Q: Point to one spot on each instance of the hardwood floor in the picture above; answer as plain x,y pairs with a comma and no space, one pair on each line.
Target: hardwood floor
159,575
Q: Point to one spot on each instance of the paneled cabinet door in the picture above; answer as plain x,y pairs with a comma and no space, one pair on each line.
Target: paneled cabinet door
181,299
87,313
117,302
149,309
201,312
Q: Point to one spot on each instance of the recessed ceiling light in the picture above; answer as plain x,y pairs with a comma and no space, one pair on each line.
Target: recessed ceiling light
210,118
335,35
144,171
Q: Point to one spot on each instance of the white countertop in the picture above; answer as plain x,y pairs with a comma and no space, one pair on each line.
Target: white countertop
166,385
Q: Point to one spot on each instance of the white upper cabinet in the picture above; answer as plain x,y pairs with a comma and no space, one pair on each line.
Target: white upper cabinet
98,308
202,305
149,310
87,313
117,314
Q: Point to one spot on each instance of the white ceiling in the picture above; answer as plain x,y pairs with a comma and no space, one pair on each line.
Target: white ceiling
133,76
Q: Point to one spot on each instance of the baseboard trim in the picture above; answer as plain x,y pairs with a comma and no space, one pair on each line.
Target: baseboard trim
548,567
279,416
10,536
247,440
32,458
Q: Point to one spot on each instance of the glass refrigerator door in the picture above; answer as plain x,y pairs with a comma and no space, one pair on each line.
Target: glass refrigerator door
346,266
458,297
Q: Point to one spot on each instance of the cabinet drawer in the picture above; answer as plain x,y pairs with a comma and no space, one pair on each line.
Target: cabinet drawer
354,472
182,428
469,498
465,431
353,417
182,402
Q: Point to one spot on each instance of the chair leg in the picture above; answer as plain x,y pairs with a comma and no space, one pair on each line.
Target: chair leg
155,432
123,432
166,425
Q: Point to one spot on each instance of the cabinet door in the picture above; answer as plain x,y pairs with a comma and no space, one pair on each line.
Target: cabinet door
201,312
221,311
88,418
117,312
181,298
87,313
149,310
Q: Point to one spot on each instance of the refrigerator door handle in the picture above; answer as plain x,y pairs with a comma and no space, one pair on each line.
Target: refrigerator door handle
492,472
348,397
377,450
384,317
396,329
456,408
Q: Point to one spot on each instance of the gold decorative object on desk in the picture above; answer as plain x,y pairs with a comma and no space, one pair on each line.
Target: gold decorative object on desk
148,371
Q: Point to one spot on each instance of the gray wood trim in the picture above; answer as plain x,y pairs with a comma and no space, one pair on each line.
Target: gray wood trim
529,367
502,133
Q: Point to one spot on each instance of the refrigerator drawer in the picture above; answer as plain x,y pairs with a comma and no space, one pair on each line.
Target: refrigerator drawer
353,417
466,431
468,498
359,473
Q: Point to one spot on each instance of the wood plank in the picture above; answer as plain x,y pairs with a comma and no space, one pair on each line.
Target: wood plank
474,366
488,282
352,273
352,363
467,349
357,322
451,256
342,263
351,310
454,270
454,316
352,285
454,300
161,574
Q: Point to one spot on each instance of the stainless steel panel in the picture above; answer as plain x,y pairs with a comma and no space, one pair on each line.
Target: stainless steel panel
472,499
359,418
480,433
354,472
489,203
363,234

....................

### SHORT EXERCISE
Nothing but the lines from the one with "Q: Point to one spot on each instance of the gray" through the end of the data above should be repeated, each exactly as it stands.

### TASK OUTPUT
Q: Point to one spot on each instance of the gray wood trim in the picture above; answer as plain x,y pairs with a comma and no space, one pair on each line.
Target: gray wood trim
529,367
502,133
Q: Point to one spot on each instance of the refrigerator drawer in the picture above; answer as plain x,y pairs with a comma and no space, one pair on each line.
Target: refrigerator drawer
353,417
466,431
468,498
359,473
Q: Point to one spot on each instance of the wood plank in the picture above; answer as plain x,y pairs with a comma and no space, one pair on each line.
Target: wood plank
474,366
488,282
352,273
352,363
467,349
357,322
451,256
342,263
351,310
454,270
454,316
352,285
454,300
161,574
Q: Point to one spot on each instance of the stainless steel panel in the picture above; answer as plain x,y pairs with a comma and no space, one pair on each line.
Target: stainless steel panel
472,499
359,418
480,433
354,472
489,203
363,234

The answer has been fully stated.